• Supplied text
_ _ _ _ _

It feels very much as though the unnumbered traumas of war and occupation – with the murky mix of subjugation, struggle, and collaboration that is necessarily implied – lurk behind much of the tasteless and neurotic behaviours, not just of our damaged hero Frits, but of his family and circle of friends as well. He’s such a singular narrator that one can lose sight of the fact that the book is teeming with damaged and suffering characters. Frits’ mother and father are working through some unclear problem that none of the family can confront. All of Frits’ male friends find his urban myths of violent deaths, and particularly child deaths, nothing short of hilarious. And there’s a disturbing sequence where an acquaintance, Walter, sadistically mistreats a pet dog, an action which is witnessed without comment by Frits and his peers.
Another Dutch writer, the pseudonymous Nescio, produced a handful of excellent pre–WWI and between-war stories that also deal with groups of young male friends dealing with ennui and lack of purpose, but there are marked differences. In Nescio’s stories, the worst fate that can await one is a career in business, at the expense of a life following one’s artistic inclinations. In The Evenings, the highest aspiration is endurance. Nescio has one character driven mad by his art – and the inevitability of sunsets! – but Frits and much of his circle seem to be struggling with what from a modern perspective comes across as PTSD.

_ _ _ _ _

• Given request
Rewrite the review from "Another Dutch writer, the" to "across as PTSD.", renaming "stories" as "tales" wherever it appears.

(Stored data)
_ _ _ _ _

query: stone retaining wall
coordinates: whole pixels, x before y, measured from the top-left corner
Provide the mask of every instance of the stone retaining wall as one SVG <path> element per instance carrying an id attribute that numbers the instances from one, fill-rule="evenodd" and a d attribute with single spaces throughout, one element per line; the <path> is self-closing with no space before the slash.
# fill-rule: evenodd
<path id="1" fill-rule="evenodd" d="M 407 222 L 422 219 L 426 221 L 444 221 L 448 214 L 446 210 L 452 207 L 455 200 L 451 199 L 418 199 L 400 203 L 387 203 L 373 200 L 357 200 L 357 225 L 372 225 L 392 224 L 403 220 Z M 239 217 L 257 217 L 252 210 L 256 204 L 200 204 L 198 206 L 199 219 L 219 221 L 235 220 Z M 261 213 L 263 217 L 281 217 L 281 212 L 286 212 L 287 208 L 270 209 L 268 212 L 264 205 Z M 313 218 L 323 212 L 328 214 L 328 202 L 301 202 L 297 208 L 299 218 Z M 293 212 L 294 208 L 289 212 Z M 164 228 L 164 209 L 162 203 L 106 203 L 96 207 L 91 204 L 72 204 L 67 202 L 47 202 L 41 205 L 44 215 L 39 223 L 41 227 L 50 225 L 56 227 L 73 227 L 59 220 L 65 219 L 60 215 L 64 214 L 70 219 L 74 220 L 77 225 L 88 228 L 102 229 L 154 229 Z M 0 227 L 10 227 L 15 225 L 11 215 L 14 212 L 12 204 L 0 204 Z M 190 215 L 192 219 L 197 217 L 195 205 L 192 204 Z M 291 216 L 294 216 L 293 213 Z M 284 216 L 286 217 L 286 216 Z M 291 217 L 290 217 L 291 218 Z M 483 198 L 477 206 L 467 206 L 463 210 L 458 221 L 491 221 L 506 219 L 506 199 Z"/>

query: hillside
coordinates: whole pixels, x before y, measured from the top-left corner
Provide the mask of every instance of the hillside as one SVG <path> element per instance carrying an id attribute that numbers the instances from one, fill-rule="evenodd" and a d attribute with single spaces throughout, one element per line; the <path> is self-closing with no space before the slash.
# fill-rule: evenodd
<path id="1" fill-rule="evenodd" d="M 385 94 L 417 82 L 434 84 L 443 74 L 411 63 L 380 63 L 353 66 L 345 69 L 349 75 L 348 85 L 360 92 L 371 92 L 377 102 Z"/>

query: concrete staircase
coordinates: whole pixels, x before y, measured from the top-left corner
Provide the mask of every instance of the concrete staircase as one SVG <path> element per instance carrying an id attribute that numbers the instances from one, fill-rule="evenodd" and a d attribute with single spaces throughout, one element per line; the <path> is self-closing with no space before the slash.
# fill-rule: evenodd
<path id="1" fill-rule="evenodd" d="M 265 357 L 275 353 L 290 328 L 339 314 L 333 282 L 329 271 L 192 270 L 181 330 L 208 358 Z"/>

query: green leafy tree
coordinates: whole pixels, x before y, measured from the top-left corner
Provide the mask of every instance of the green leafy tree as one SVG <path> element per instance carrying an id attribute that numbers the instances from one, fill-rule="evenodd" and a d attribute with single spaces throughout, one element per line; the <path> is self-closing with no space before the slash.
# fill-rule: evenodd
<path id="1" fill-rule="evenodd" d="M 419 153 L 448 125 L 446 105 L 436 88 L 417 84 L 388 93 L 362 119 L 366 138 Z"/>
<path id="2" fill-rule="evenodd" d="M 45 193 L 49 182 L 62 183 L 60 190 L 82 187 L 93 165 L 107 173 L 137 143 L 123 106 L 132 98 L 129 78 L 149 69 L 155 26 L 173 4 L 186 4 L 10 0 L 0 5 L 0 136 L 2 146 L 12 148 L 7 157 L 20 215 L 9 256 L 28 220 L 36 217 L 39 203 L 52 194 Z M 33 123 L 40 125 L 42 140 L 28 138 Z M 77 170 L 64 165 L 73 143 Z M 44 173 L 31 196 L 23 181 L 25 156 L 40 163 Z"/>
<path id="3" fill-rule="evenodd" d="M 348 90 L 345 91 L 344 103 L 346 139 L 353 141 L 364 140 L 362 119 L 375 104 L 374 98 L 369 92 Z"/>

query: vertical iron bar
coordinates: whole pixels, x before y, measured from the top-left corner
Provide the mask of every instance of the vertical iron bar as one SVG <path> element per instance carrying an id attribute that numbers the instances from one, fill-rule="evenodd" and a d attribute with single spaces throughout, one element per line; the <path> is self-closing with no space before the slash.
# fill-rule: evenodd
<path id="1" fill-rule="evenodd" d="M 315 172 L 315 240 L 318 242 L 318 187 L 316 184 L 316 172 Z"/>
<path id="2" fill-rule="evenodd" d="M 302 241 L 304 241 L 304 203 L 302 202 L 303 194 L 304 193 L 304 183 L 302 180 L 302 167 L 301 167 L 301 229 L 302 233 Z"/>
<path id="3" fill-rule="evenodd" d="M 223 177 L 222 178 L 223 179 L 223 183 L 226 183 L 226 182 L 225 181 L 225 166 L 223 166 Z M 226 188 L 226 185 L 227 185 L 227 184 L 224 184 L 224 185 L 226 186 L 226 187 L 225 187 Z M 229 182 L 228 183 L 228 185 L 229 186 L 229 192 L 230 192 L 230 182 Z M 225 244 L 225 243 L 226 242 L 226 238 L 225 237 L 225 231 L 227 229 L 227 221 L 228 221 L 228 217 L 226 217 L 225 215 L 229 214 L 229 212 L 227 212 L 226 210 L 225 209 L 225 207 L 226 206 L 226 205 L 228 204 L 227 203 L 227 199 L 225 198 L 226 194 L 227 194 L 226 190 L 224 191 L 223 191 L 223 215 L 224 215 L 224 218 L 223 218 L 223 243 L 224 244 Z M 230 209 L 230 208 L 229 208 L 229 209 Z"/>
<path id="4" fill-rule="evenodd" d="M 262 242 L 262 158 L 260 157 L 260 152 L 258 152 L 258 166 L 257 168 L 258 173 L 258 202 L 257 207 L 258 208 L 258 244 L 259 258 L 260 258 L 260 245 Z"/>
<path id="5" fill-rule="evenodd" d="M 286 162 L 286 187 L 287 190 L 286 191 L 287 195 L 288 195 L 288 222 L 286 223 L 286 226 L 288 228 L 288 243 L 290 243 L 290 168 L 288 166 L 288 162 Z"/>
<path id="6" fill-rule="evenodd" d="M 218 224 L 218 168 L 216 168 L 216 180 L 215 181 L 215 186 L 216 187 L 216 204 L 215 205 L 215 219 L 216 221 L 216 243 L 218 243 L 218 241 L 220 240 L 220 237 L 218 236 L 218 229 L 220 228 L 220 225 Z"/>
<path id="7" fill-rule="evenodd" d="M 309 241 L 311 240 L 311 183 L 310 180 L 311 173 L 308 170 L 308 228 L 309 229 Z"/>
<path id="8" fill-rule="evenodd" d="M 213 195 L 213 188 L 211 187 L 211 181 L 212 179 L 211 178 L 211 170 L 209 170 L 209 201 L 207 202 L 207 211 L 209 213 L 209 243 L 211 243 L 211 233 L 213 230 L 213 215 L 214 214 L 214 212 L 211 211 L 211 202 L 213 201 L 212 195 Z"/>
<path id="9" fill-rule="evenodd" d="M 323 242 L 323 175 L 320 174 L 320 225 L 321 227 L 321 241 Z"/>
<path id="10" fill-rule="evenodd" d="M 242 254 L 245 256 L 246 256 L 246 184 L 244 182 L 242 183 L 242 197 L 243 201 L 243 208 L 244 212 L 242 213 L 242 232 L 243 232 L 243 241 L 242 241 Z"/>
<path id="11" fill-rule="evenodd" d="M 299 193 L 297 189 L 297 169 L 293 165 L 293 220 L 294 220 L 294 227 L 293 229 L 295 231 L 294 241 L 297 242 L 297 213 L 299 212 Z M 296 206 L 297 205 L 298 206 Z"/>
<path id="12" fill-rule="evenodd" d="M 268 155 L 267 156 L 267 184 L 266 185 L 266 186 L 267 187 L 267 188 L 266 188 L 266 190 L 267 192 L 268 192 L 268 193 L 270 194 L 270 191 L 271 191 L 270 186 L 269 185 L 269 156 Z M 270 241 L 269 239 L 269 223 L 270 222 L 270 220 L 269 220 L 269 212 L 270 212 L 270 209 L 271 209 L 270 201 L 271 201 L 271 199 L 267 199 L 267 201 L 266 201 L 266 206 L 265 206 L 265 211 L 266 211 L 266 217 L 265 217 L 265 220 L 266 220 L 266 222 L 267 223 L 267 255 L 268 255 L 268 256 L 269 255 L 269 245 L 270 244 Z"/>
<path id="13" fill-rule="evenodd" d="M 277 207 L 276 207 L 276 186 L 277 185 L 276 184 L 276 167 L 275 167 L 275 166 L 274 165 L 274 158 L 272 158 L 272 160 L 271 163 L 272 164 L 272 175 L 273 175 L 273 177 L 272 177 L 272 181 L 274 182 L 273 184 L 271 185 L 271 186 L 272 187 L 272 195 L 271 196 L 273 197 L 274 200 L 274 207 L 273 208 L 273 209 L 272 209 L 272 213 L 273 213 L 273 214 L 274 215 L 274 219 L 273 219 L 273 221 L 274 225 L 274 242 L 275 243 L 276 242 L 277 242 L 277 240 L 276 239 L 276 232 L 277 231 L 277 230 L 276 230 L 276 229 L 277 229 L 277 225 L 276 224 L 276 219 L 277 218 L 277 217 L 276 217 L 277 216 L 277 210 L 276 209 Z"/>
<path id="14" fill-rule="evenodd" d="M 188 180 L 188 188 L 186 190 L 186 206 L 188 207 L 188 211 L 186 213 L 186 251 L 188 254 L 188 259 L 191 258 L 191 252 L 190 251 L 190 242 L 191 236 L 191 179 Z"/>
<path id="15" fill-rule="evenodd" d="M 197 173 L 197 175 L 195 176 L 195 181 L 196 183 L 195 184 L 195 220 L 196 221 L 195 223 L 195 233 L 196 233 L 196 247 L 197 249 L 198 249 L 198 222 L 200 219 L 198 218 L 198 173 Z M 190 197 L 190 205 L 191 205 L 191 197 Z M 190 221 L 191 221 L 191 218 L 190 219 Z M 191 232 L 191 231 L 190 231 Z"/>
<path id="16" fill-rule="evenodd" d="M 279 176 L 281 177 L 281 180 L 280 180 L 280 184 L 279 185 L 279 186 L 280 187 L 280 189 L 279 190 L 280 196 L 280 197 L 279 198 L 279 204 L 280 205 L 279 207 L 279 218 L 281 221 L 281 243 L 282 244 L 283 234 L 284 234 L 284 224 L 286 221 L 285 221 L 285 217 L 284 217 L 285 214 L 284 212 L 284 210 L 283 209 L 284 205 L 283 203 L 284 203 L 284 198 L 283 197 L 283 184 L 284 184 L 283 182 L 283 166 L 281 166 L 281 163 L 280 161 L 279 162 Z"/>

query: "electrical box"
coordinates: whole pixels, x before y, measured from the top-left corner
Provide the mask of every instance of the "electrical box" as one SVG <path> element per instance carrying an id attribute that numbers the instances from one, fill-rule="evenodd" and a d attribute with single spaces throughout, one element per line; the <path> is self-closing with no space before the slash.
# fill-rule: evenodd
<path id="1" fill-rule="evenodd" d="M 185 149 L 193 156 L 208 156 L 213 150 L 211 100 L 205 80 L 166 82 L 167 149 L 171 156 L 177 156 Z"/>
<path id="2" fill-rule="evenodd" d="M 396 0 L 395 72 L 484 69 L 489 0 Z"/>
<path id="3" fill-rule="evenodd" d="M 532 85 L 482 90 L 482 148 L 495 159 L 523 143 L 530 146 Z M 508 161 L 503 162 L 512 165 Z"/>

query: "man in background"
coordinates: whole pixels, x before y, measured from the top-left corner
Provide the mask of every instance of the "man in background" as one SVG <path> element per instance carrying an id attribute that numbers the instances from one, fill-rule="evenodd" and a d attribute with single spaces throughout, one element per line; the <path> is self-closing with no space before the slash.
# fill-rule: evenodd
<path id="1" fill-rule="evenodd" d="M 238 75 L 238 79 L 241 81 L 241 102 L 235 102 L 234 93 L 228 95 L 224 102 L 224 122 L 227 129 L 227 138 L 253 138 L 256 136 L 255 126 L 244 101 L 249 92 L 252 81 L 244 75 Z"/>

_ _ _ _ _

• Exercise output
Another Dutch writer, the pseudonymous Nescio, produced a handful of excellent pre–WWI and between-war tales that also deal with groups of young male friends dealing with ennui and lack of purpose, but there are marked differences. In Nescio’s tales, the worst fate that can await one is a career in business, at the expense of a life following one’s artistic inclinations. In The Evenings, the highest aspiration is endurance. Nescio has one character driven mad by his art – and the inevitability of sunsets! – but Frits and much of his circle seem to be struggling with what from a modern perspective comes across as PTSD.